Written task: Can you copy out the items below word for word, from the line with "on the bright" through the last line of the items, including both ends?

(Point placement items)
***

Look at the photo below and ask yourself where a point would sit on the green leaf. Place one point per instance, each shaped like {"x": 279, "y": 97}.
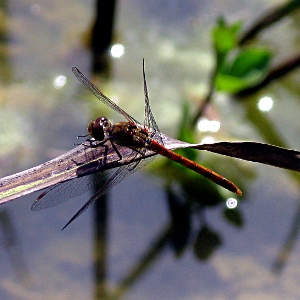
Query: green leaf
{"x": 225, "y": 38}
{"x": 247, "y": 68}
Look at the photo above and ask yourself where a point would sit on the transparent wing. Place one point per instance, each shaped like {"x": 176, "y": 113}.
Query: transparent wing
{"x": 101, "y": 96}
{"x": 149, "y": 120}
{"x": 64, "y": 191}
{"x": 115, "y": 179}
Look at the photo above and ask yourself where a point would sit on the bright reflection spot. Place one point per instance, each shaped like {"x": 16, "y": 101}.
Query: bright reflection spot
{"x": 35, "y": 9}
{"x": 59, "y": 81}
{"x": 208, "y": 140}
{"x": 117, "y": 50}
{"x": 205, "y": 125}
{"x": 231, "y": 203}
{"x": 265, "y": 103}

***

Response below:
Look at the photo above and ask yourself where a point would sit on the bright reflection spot. Place one point per instance, each shaped like {"x": 16, "y": 101}.
Query: bright reflection spot
{"x": 35, "y": 9}
{"x": 59, "y": 81}
{"x": 208, "y": 140}
{"x": 117, "y": 50}
{"x": 205, "y": 125}
{"x": 231, "y": 203}
{"x": 265, "y": 103}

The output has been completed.